A tractor-trailer driver pleaded guilty Thursday to causing the I-16 pileup that killed five Georgia Southern University nursing students and injured two others. He was sentenced to five years in prison.
John Wayne Johnson, 56, pleaded guilty to nine counts — including five counts of first-degree vehicular homicide — and ultimately admitted fault for the April 22, 2015, crash. But the hardest part to accept, according to an attorney for some of the families, is that Johnson had caused another crash 16 months before, and no safety measures were in place to prevent it from happening again.
“The families do feel like they’ve gotten closure through the sentencing,” attorney Bob Cheeley told The Atlanta Journal-Constitution. “But there’s still a raw nerve when they consider the fact that it was not Mr. Johnson, but his employer that put him in the seat of that truck when they should not have.”
Almost a year and a half before the deadly I-16 crash, Johnson had fallen asleep at the wheel and rolled a tractor-trailer over, Cheeley said. He was fired after the crash but was subsequently hired by Total Transportation of Mississippi.
“He was a tainted driver when they hired him,” Cheeley said.
On the morning of April 22, 2015, Johnson was using his cellphone to text and exchange sexually provocative messages with a woman as he drove on I-16 toward Savannah, he said in a deposition. He has repeatedly denied he was using his phone at the time of the crash, though some families suspect he fell asleep.
Earlier that morning, seven young women left Statesboro in two cars and were headed to Savannah for their final clinical of the school year when the deadly pileup occurred.
Five students died in the crash: Emily Elizabeth Clark, 20, of Powder Springs; Morgan Jane Bass, 20, of Leesburg; Abbie Lorene Deloach, 21, of Savannah; Catherine “McKay” Pittman, 21, of Alpharetta; and Caitlyn Nichole Baggett, 21, of Millen.
Two others were seriously injured but survived: Megan Richards of Loganville and Brittney McDaniel of Reidsville.

> STUDY MATERIAL:
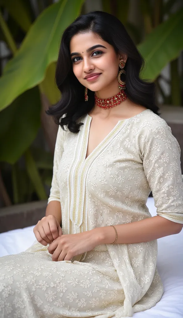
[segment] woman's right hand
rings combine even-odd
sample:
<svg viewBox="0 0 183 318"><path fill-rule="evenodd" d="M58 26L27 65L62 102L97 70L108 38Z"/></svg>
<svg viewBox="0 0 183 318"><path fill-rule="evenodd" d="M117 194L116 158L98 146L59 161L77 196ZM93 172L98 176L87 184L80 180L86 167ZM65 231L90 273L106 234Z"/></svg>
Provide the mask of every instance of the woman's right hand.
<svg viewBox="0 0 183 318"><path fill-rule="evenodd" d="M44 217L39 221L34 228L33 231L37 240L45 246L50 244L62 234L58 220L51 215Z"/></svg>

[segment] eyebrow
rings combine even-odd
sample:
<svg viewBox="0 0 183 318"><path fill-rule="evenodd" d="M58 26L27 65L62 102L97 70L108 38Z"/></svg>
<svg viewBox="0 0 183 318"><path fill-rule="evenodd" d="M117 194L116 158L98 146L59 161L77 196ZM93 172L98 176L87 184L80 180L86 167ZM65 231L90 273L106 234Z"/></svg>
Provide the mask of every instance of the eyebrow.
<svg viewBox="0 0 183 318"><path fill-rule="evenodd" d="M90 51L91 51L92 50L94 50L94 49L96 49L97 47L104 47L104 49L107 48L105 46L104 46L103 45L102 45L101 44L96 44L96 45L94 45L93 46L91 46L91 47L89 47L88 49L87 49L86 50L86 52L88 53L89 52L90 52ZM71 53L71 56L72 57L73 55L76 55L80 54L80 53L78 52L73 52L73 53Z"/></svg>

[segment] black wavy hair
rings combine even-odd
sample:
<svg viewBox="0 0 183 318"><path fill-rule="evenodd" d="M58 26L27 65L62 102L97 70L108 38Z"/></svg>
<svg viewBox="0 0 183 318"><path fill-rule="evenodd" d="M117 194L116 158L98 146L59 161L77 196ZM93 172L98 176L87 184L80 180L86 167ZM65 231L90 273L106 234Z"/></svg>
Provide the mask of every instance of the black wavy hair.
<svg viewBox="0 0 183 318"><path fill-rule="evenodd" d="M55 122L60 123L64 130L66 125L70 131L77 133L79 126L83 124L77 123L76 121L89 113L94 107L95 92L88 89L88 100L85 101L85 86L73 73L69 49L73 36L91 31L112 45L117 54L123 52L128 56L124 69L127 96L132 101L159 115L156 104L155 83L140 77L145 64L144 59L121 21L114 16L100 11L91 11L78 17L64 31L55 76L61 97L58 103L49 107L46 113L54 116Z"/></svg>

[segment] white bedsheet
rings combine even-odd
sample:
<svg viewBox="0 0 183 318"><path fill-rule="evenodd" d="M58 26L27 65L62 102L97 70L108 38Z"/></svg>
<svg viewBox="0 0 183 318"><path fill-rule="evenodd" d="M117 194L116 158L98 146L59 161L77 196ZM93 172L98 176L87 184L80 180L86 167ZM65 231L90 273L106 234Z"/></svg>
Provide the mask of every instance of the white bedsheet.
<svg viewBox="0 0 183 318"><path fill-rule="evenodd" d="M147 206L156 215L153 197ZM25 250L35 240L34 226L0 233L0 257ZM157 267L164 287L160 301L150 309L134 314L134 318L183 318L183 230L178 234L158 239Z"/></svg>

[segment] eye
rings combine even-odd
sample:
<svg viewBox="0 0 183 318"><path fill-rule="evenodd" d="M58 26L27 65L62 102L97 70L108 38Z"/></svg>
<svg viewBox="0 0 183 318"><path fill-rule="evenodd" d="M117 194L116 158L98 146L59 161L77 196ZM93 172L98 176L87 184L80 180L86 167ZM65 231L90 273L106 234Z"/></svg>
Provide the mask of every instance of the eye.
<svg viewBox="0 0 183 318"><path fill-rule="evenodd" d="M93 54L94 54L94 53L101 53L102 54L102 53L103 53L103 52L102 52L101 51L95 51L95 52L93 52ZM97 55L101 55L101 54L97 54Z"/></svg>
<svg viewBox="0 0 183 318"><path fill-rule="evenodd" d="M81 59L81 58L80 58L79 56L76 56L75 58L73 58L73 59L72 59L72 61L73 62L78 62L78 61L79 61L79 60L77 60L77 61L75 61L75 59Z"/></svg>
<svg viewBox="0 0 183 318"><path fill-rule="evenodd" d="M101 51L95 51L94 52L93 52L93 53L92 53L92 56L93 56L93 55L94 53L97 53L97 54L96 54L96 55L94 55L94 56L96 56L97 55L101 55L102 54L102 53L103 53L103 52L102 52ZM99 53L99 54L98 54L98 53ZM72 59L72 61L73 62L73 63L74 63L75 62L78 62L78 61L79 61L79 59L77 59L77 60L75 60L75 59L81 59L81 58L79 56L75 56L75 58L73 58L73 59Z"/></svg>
...
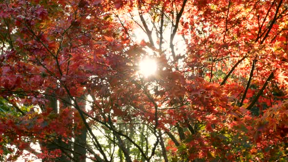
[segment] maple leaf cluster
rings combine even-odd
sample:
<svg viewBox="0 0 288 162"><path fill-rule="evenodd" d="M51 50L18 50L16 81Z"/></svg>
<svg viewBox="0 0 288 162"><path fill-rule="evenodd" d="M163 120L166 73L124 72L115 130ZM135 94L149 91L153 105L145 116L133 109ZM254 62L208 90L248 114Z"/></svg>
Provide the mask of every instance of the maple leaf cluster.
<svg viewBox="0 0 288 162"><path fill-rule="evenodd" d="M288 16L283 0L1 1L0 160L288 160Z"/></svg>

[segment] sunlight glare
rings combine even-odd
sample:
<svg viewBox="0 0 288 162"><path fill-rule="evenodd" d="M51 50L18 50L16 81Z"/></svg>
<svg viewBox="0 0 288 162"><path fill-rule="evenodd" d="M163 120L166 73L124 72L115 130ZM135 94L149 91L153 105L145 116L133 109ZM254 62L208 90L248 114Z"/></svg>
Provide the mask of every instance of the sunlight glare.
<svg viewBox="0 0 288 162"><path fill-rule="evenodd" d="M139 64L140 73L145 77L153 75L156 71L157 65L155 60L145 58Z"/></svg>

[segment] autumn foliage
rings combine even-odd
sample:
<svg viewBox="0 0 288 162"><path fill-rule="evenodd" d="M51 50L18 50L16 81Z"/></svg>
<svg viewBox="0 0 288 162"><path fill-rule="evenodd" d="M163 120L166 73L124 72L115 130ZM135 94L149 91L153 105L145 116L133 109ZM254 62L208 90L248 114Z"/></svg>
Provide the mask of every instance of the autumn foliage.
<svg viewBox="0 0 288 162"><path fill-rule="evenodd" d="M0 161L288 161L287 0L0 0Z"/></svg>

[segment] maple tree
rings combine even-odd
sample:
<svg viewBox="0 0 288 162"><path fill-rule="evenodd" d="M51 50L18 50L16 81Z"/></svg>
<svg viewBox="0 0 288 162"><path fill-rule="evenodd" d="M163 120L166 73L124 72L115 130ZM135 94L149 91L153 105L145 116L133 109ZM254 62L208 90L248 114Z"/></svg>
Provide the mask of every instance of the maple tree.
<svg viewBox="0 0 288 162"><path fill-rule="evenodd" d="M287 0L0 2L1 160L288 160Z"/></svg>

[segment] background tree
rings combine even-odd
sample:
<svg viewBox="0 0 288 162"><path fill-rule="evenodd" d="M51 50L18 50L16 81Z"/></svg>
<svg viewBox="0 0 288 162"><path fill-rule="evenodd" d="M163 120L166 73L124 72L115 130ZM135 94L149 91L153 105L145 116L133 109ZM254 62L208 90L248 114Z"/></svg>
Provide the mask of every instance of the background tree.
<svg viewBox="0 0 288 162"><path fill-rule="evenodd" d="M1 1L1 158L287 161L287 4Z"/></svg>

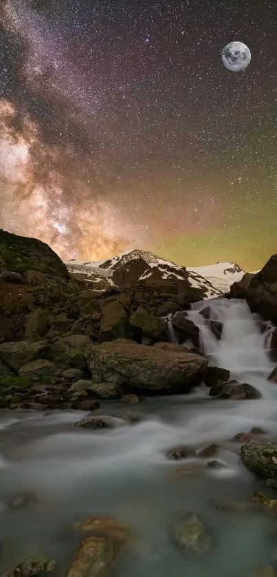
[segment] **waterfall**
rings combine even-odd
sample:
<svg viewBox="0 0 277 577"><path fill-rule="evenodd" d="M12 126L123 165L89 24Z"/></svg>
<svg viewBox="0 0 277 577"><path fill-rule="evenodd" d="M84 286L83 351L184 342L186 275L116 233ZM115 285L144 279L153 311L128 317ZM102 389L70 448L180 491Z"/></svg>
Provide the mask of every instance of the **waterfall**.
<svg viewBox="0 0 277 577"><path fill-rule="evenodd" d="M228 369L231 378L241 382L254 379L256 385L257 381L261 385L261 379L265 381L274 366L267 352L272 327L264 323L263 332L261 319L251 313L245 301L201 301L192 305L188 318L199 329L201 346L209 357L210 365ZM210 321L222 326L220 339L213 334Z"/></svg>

> USING THE INFORMATION:
1. In the news report on the I-16 crash, which company hired Johnson after he was fired for his earlier crash?
2. Copy word for word the passage of the I-16 crash report from "Five students died" up to and including "McDaniel of Reidsville.".
3. Write the next part of the news report on the I-16 crash, starting after its final sentence.

> ANSWERS FOR THE EXERCISE:
1. Total Transportation of Mississippi

2.
Five students died in the crash: Emily Elizabeth Clark, 20, of Powder Springs; Morgan Jane Bass, 20, of Leesburg; Abbie Lorene Deloach, 21, of Savannah; Catherine “McKay” Pittman, 21, of Alpharetta; and Caitlyn Nichole Baggett, 21, of Millen.
Two others were seriously injured but survived: Megan Richards of Loganville and Brittney McDaniel of Reidsville.

3.
Clark, a Harrison High School graduate, had likely already met her future husband, her boyfriend Neal Hollis said. Pittman, a Milton High graduate, wanted to go on mission trips to help disadvantaged people and sick children, her best friend said. All five had big dreams and were eager to begin their careers and lives, family and friends said in the days after the wrecks.
To date, Total Transportation has paid $78 million in settlements to the families of the five girls killed and one of the survivors. One survivor’s case against the company is still pending.
In June, a grand jury indicted both Johnson and Total Transportation of Mississippi on multiple charges. But District Attorney Tom Durden recently agreed to drop his case against the company in exchange for Total Transportation spending an additional $200,000 to establish an education fund for student nurses.
While in court Thursday, Johnson told a judge he couldn’t explain what caused him to drive into the back of cars, rather than stopping. His tractor-trailer was not outfitted with autonomous braking, which could have prevented the crash, nor a camera, which would have shown Johnson’s actions, Cheeley said.
The attorney representing other families involved in the crash agreed, saying the crash could have been prevented.
“Our hopes are that other truck drivers and trucking companies learn from this tragedy so that it never has to be repeated again,” attorney Joe Fried said.
— The Associated Press contributed to this report.